■ DATA IN THIS EXERCISE ■
++++++++

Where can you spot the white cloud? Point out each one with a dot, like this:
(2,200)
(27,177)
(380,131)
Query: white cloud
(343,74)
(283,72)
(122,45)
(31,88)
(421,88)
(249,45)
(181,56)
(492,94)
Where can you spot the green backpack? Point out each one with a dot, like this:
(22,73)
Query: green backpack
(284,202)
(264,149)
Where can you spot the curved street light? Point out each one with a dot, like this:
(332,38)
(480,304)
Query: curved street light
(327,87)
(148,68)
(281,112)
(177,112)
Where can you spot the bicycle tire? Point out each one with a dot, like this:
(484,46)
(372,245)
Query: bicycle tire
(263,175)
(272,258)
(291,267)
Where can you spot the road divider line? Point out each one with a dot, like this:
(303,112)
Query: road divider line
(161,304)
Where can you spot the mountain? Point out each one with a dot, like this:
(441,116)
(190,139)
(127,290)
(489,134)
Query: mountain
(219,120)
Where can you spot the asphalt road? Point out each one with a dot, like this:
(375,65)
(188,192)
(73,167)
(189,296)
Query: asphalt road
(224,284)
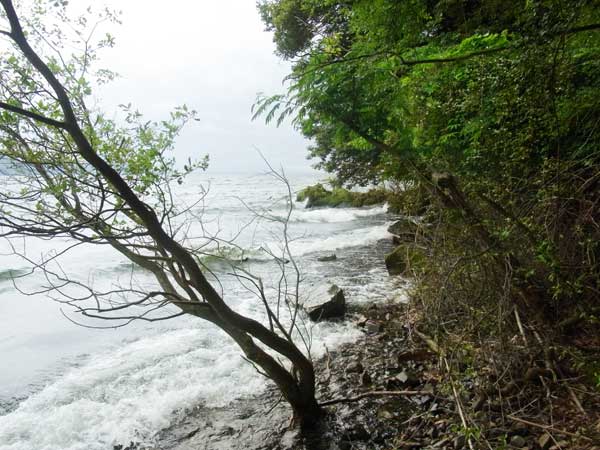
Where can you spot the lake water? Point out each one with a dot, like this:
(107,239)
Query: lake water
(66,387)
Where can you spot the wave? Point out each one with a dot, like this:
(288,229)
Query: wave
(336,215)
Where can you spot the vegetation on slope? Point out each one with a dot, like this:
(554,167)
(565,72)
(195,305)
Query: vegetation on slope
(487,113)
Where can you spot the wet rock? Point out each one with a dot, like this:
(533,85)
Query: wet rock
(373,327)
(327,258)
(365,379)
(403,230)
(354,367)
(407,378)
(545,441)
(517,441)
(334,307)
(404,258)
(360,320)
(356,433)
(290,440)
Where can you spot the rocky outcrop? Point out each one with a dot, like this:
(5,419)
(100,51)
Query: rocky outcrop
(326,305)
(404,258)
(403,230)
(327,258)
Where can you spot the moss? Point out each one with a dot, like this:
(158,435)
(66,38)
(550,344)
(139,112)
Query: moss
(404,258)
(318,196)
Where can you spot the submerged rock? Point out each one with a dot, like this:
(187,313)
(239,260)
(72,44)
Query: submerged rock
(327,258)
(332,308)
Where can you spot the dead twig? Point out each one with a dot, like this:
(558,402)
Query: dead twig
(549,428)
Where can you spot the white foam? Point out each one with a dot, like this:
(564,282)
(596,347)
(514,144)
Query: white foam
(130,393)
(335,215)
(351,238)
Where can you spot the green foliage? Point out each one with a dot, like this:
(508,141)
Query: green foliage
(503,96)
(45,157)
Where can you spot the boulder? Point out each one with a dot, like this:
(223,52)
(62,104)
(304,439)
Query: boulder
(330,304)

++++++++

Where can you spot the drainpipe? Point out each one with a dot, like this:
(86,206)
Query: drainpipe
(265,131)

++++++++

■ THE REQUEST ■
Please locate each line in the items above that contains the word "submerged" and copy those lines.

■ OUTPUT BELOW ■
Where can you spot the submerged rock? Point out each one with a dot, like this:
Query: submerged rock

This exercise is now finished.